(Saved entries)
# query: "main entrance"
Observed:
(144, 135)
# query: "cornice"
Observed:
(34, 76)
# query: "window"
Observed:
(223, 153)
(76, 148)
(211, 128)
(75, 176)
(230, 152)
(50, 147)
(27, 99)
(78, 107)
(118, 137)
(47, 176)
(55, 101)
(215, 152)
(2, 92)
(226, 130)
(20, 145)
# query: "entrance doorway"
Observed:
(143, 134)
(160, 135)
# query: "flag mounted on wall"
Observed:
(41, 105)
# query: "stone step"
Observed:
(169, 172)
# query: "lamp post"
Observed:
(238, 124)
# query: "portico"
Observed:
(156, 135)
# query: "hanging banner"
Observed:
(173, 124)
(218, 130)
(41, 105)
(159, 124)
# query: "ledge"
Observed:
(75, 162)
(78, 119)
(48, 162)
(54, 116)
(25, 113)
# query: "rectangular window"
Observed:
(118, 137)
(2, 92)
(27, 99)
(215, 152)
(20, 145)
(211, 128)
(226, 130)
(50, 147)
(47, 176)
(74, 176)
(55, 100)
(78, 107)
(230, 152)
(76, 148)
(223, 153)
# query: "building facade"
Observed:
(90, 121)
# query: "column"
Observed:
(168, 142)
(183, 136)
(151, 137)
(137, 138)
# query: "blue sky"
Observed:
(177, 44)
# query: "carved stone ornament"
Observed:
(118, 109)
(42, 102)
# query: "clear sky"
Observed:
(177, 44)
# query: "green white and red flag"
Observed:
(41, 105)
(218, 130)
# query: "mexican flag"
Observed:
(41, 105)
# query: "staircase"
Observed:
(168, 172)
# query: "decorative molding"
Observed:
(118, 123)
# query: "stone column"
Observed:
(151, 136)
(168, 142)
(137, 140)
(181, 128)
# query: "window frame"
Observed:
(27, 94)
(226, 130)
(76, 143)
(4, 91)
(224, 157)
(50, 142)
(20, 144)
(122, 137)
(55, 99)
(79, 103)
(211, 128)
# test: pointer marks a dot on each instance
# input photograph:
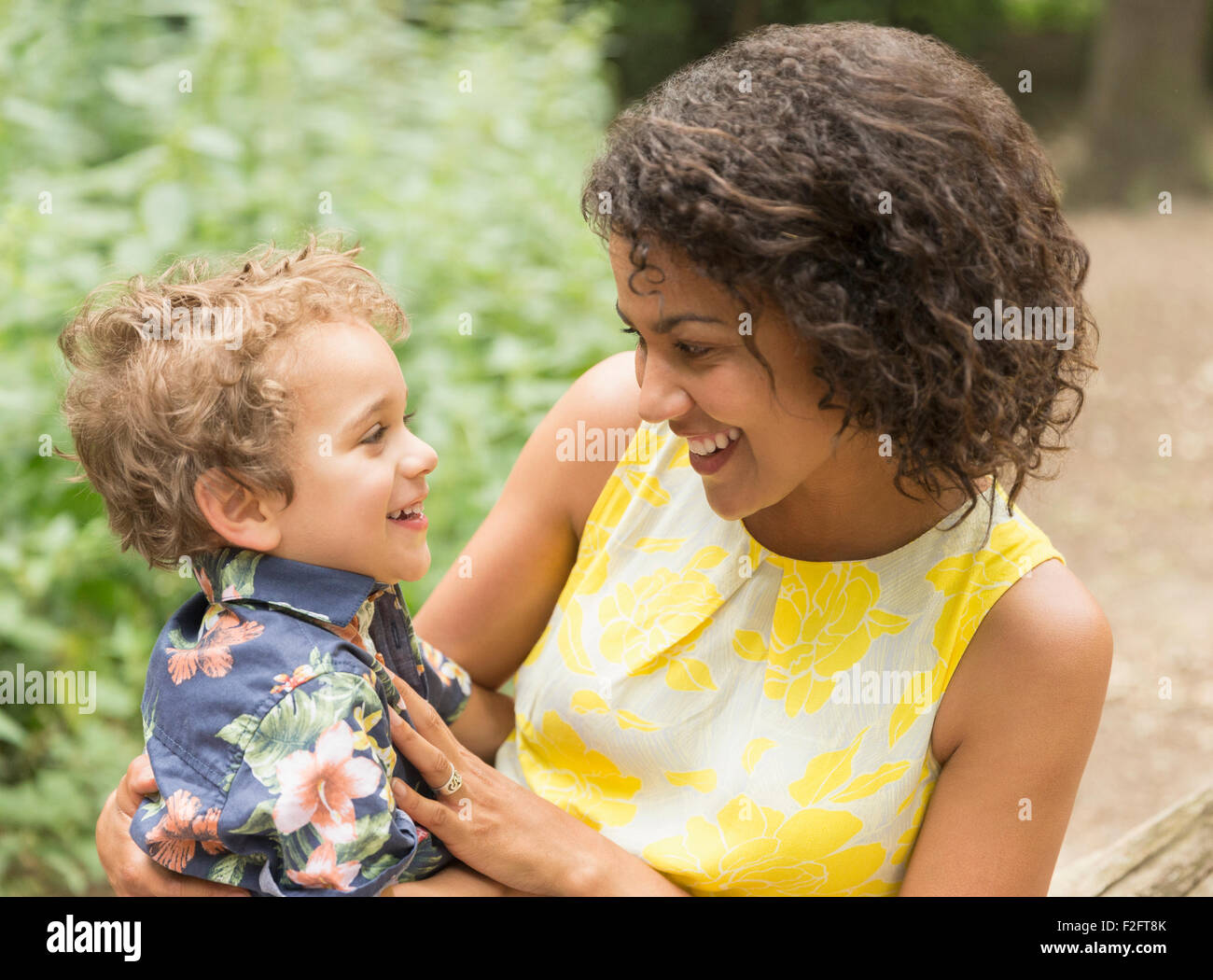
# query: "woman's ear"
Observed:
(235, 513)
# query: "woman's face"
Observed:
(696, 373)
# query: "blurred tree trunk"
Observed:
(1145, 110)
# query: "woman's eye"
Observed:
(690, 349)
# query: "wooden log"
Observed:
(1171, 854)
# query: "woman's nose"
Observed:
(662, 396)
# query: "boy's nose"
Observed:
(419, 458)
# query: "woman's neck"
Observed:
(849, 513)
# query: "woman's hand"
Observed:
(501, 829)
(130, 871)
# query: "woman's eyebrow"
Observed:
(668, 323)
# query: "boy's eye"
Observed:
(376, 436)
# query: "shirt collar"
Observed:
(314, 591)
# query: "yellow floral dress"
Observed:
(746, 723)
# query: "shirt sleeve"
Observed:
(312, 800)
(449, 685)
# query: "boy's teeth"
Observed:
(706, 446)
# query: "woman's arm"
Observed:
(1035, 677)
(523, 552)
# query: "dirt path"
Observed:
(1136, 526)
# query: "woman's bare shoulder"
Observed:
(1046, 640)
(1031, 688)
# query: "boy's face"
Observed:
(353, 461)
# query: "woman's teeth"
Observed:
(707, 445)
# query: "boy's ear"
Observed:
(235, 513)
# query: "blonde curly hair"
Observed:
(150, 410)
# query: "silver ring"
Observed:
(452, 785)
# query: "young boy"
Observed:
(250, 425)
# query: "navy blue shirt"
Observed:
(266, 720)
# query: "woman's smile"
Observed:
(708, 454)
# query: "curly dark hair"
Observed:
(765, 162)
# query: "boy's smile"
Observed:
(359, 473)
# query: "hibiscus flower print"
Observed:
(174, 839)
(214, 651)
(323, 870)
(320, 788)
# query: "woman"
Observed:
(739, 649)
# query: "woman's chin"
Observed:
(727, 506)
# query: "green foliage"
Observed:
(467, 203)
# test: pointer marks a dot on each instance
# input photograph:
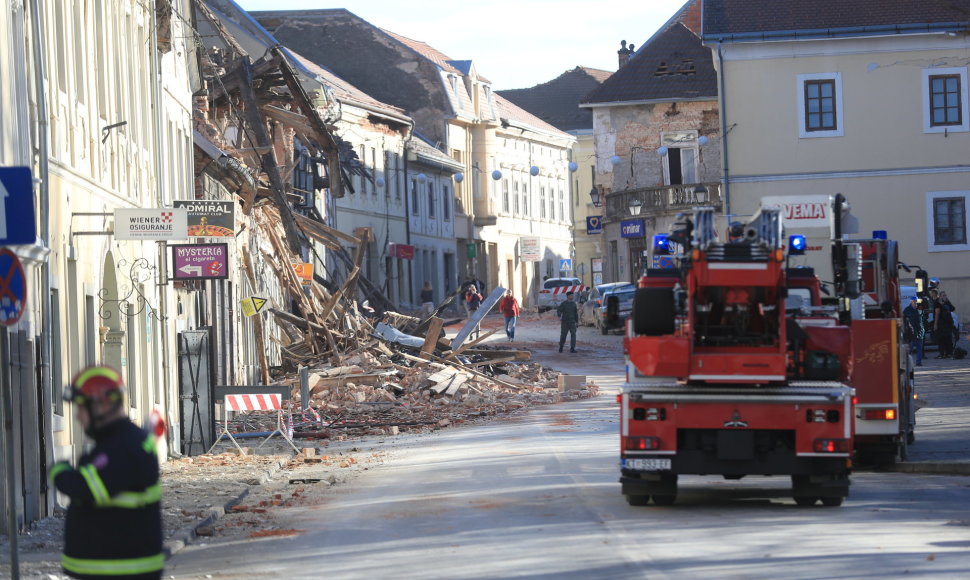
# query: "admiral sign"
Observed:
(632, 229)
(207, 218)
(151, 224)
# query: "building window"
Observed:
(516, 204)
(415, 203)
(820, 105)
(373, 167)
(946, 221)
(949, 221)
(945, 100)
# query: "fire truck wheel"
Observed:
(638, 500)
(653, 311)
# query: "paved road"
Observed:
(536, 496)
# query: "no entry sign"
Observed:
(13, 288)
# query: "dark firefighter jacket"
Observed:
(114, 522)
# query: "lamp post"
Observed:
(700, 193)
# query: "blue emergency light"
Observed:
(796, 245)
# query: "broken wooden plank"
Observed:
(434, 329)
(461, 348)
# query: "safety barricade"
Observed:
(253, 402)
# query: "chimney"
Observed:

TRY IT: In the records above, collect each line with "stone".

OUTPUT OF THE EXERCISE:
# query: "stone step"
# query: "carved stone ornament"
# query: "stone column"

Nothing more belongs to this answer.